[Records from a data collection]
BEGIN
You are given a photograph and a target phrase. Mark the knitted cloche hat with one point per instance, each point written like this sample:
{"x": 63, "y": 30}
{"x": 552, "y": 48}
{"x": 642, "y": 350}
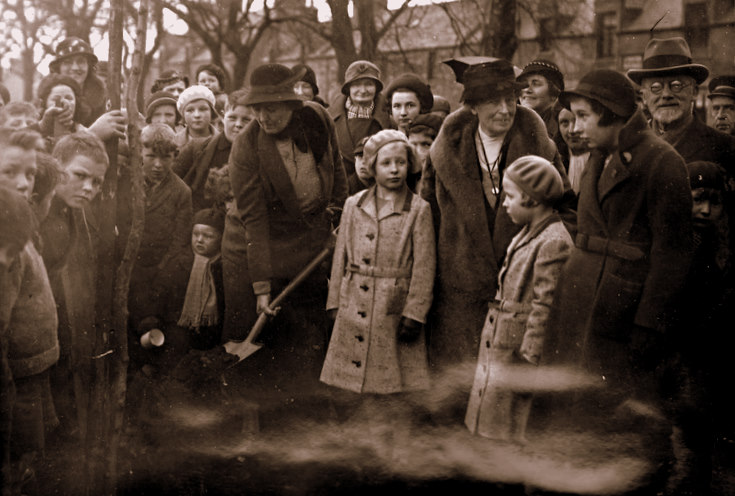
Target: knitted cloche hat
{"x": 379, "y": 140}
{"x": 704, "y": 174}
{"x": 360, "y": 69}
{"x": 193, "y": 93}
{"x": 413, "y": 83}
{"x": 210, "y": 217}
{"x": 610, "y": 88}
{"x": 537, "y": 178}
{"x": 546, "y": 68}
{"x": 270, "y": 83}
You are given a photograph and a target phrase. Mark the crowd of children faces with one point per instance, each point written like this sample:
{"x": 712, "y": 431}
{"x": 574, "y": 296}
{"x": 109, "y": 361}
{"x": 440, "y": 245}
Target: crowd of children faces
{"x": 532, "y": 226}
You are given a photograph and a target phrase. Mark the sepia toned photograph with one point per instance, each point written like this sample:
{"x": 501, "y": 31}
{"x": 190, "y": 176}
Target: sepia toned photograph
{"x": 359, "y": 247}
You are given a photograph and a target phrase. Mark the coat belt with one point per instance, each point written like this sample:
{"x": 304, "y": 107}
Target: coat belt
{"x": 510, "y": 306}
{"x": 376, "y": 271}
{"x": 606, "y": 246}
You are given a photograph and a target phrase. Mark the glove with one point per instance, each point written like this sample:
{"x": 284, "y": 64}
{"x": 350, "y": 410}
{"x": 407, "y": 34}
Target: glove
{"x": 409, "y": 330}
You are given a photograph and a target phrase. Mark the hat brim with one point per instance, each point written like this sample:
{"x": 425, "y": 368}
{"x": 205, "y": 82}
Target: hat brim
{"x": 616, "y": 107}
{"x": 699, "y": 72}
{"x": 255, "y": 97}
{"x": 54, "y": 64}
{"x": 346, "y": 85}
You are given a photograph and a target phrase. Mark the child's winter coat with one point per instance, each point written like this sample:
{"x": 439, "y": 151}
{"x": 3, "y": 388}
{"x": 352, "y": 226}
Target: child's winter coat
{"x": 518, "y": 316}
{"x": 383, "y": 269}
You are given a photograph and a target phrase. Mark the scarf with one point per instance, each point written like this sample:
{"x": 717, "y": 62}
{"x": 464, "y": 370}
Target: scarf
{"x": 358, "y": 111}
{"x": 200, "y": 303}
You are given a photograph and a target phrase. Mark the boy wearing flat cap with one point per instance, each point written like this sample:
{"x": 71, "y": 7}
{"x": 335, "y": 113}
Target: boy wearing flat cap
{"x": 515, "y": 326}
{"x": 618, "y": 293}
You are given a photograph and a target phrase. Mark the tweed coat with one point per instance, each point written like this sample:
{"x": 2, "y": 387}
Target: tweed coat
{"x": 347, "y": 142}
{"x": 472, "y": 235}
{"x": 632, "y": 255}
{"x": 382, "y": 270}
{"x": 280, "y": 238}
{"x": 196, "y": 159}
{"x": 166, "y": 237}
{"x": 518, "y": 317}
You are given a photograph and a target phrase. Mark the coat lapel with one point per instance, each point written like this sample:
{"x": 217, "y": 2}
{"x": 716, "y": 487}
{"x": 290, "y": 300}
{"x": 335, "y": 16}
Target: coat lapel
{"x": 271, "y": 166}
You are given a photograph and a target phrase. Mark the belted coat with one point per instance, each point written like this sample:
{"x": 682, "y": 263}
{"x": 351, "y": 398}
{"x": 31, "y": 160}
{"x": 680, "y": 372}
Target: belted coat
{"x": 632, "y": 255}
{"x": 382, "y": 270}
{"x": 517, "y": 318}
{"x": 472, "y": 235}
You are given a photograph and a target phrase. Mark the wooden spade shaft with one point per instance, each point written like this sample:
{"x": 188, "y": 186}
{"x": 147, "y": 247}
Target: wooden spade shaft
{"x": 246, "y": 348}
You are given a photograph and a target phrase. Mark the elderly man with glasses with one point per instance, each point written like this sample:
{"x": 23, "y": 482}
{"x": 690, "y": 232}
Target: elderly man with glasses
{"x": 669, "y": 83}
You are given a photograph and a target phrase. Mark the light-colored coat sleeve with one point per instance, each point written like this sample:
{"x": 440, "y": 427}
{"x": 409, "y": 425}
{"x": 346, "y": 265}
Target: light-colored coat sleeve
{"x": 421, "y": 288}
{"x": 339, "y": 259}
{"x": 547, "y": 267}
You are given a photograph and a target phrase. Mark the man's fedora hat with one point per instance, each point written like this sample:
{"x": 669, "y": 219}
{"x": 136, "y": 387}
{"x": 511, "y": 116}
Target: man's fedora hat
{"x": 70, "y": 47}
{"x": 273, "y": 83}
{"x": 482, "y": 77}
{"x": 722, "y": 86}
{"x": 667, "y": 57}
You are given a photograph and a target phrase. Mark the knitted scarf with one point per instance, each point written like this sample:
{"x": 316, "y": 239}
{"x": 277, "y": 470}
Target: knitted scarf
{"x": 200, "y": 303}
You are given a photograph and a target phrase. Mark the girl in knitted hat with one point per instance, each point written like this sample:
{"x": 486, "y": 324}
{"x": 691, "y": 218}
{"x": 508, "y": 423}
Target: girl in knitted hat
{"x": 196, "y": 104}
{"x": 515, "y": 326}
{"x": 382, "y": 279}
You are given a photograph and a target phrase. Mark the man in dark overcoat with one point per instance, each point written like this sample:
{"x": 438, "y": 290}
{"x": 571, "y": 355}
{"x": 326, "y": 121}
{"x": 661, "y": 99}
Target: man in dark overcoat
{"x": 462, "y": 181}
{"x": 616, "y": 298}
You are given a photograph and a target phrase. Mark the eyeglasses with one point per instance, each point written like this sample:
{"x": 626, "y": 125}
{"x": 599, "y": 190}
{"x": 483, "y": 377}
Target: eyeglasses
{"x": 675, "y": 87}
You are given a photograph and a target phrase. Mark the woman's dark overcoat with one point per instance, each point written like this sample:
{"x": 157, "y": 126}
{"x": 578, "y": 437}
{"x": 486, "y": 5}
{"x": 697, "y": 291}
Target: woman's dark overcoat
{"x": 472, "y": 235}
{"x": 280, "y": 240}
{"x": 632, "y": 255}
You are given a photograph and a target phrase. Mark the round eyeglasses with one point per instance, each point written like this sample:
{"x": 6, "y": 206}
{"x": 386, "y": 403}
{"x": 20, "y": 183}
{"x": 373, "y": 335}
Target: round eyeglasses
{"x": 675, "y": 87}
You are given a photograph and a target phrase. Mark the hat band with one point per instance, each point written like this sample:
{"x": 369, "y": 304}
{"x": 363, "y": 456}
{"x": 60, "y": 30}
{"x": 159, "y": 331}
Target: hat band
{"x": 666, "y": 61}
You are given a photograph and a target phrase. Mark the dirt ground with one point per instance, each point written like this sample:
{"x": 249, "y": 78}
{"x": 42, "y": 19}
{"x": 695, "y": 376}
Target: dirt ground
{"x": 216, "y": 437}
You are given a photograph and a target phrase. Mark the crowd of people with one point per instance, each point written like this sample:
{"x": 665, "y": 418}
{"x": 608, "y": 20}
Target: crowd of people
{"x": 533, "y": 226}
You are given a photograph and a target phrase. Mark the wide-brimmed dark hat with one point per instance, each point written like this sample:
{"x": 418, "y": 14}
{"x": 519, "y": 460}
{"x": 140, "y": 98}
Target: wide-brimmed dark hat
{"x": 722, "y": 86}
{"x": 668, "y": 57}
{"x": 414, "y": 83}
{"x": 70, "y": 47}
{"x": 360, "y": 69}
{"x": 483, "y": 77}
{"x": 610, "y": 88}
{"x": 546, "y": 68}
{"x": 168, "y": 77}
{"x": 273, "y": 83}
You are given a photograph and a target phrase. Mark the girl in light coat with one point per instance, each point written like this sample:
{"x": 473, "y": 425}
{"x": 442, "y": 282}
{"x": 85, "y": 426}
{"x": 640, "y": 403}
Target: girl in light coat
{"x": 382, "y": 279}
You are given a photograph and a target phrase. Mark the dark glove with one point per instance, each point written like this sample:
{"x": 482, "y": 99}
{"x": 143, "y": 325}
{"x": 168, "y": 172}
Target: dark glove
{"x": 409, "y": 330}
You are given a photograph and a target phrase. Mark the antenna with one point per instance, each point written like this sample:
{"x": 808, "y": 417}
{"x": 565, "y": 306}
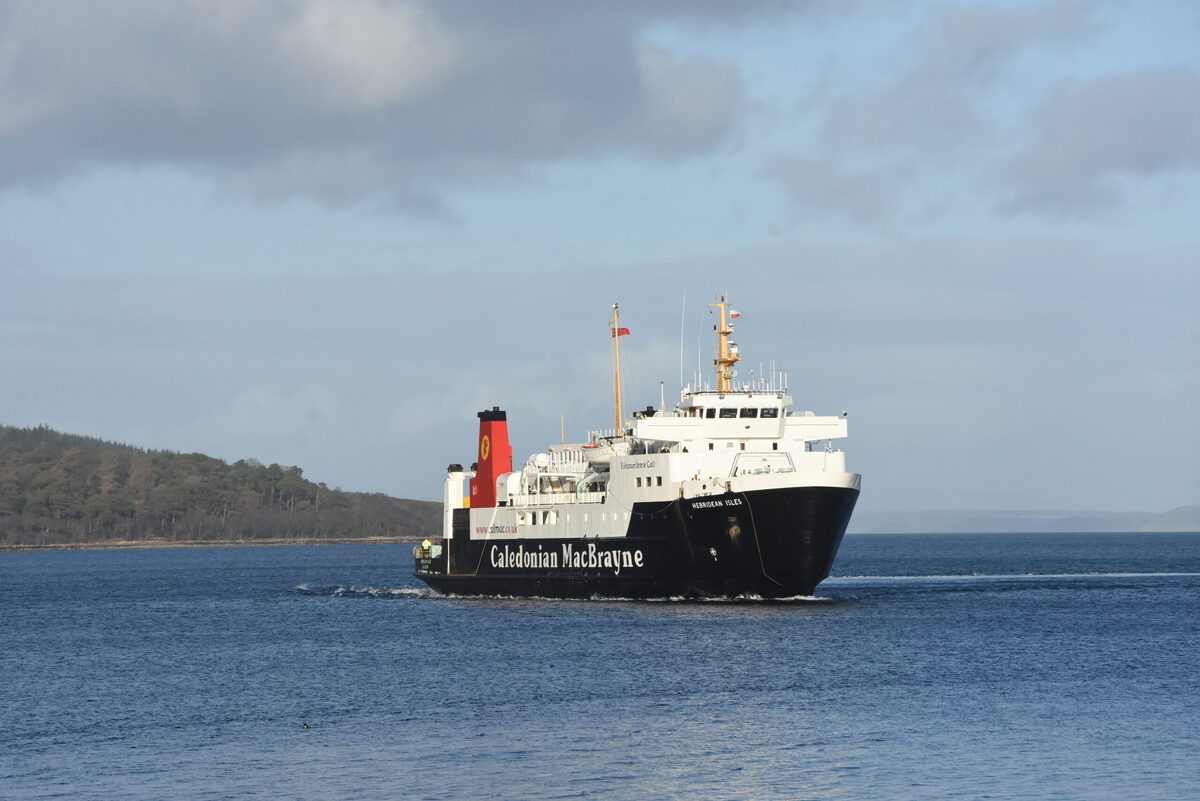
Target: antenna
{"x": 683, "y": 315}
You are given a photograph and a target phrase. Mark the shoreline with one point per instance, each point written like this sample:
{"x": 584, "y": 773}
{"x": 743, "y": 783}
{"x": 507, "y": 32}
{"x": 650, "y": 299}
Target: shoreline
{"x": 135, "y": 544}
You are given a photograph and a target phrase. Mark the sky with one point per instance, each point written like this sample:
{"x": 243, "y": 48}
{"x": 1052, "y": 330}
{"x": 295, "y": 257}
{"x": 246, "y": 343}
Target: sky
{"x": 325, "y": 233}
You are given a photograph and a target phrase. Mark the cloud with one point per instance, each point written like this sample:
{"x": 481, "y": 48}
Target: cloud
{"x": 358, "y": 98}
{"x": 1089, "y": 133}
{"x": 925, "y": 114}
{"x": 817, "y": 187}
{"x": 934, "y": 103}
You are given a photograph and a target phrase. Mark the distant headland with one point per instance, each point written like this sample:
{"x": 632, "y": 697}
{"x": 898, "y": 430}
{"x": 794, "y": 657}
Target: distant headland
{"x": 66, "y": 491}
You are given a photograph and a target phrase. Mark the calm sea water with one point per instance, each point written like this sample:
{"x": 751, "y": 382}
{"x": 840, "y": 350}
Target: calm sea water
{"x": 933, "y": 667}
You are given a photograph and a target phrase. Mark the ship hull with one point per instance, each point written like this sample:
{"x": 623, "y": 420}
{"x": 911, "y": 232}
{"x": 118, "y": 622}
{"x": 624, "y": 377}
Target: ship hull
{"x": 771, "y": 543}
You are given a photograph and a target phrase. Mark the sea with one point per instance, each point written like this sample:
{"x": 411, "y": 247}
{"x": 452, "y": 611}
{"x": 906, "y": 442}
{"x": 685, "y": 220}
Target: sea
{"x": 928, "y": 667}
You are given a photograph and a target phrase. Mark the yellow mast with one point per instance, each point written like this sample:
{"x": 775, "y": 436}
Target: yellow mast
{"x": 725, "y": 357}
{"x": 616, "y": 343}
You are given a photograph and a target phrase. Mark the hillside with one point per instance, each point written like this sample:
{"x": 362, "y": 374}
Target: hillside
{"x": 61, "y": 488}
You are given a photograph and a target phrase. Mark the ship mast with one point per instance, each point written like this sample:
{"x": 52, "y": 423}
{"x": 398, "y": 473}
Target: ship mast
{"x": 616, "y": 344}
{"x": 726, "y": 351}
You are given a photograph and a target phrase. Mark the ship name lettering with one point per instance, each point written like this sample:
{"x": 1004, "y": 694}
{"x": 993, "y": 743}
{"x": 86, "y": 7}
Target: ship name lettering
{"x": 505, "y": 556}
{"x": 593, "y": 556}
{"x": 726, "y": 501}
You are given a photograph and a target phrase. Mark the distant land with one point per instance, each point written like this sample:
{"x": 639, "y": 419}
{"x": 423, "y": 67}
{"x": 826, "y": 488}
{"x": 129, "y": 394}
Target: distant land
{"x": 70, "y": 491}
{"x": 63, "y": 489}
{"x": 1183, "y": 518}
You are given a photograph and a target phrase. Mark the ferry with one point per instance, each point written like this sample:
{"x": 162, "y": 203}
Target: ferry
{"x": 729, "y": 494}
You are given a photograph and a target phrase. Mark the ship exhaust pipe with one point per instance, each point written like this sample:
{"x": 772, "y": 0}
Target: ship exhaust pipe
{"x": 495, "y": 457}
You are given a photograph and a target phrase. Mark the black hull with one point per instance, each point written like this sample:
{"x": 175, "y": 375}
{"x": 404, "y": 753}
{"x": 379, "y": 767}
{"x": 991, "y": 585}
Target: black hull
{"x": 769, "y": 543}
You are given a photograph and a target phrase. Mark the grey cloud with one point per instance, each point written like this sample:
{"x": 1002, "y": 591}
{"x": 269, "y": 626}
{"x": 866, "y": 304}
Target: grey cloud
{"x": 821, "y": 187}
{"x": 933, "y": 101}
{"x": 927, "y": 114}
{"x": 348, "y": 100}
{"x": 1086, "y": 134}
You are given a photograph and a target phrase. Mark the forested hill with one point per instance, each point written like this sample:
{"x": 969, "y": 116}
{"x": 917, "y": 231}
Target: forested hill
{"x": 63, "y": 488}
END
● Request
Give the lines from the one containing "Mark the hillside" through the end of the entries again, exactly as written and with no other lines.

● Solution to this exercise
You are given a photograph and a target phrase. Mark the hillside with one point per instance, each point written like this sample:
{"x": 362, "y": 374}
Target: hillside
{"x": 61, "y": 488}
You are given a photograph and a target phrase. Mark the ship mast with one point per instance, each point written like this sample:
{"x": 52, "y": 423}
{"x": 398, "y": 473}
Target: ship mast
{"x": 616, "y": 344}
{"x": 726, "y": 351}
You are given a photograph and a target phrase. Mark the ship name lettering with one point per instance, each point written like this sample:
{"x": 1004, "y": 694}
{"x": 993, "y": 743}
{"x": 86, "y": 7}
Target: ship name lettering
{"x": 505, "y": 556}
{"x": 593, "y": 556}
{"x": 726, "y": 501}
You are given a photograph and a target phrase. Mark the distant land with one point per instance, each point written like this sample:
{"x": 639, "y": 419}
{"x": 423, "y": 67}
{"x": 826, "y": 488}
{"x": 129, "y": 394}
Target: distant land
{"x": 70, "y": 491}
{"x": 63, "y": 489}
{"x": 1183, "y": 518}
You are given a photograph and a target phrase. Mark the ferry with one point per instance, each point written like this sample:
{"x": 162, "y": 203}
Target: ferry
{"x": 729, "y": 494}
You are given a photograph and a target phrase. Mark the ship exhaust pipe with one point per instance, each point written like this sample:
{"x": 772, "y": 0}
Target: ship exhaust pipe
{"x": 495, "y": 457}
You are given a photograph and a target phrase. Mark the black hull with one point per instance, each point written like this sample:
{"x": 175, "y": 375}
{"x": 404, "y": 753}
{"x": 379, "y": 767}
{"x": 991, "y": 585}
Target: black hull
{"x": 769, "y": 543}
You are given a photograph and a target phrase. Mark the grey cloud with one point per instance, each point written like this sample:
{"x": 1002, "y": 591}
{"x": 269, "y": 626}
{"x": 866, "y": 304}
Target: grey cloud
{"x": 821, "y": 187}
{"x": 933, "y": 101}
{"x": 927, "y": 114}
{"x": 348, "y": 100}
{"x": 1086, "y": 134}
You are given a photograph and a target phrase. Mark the forested hill with one point per instance, each point written like this sample:
{"x": 969, "y": 116}
{"x": 917, "y": 231}
Target: forested hill
{"x": 63, "y": 488}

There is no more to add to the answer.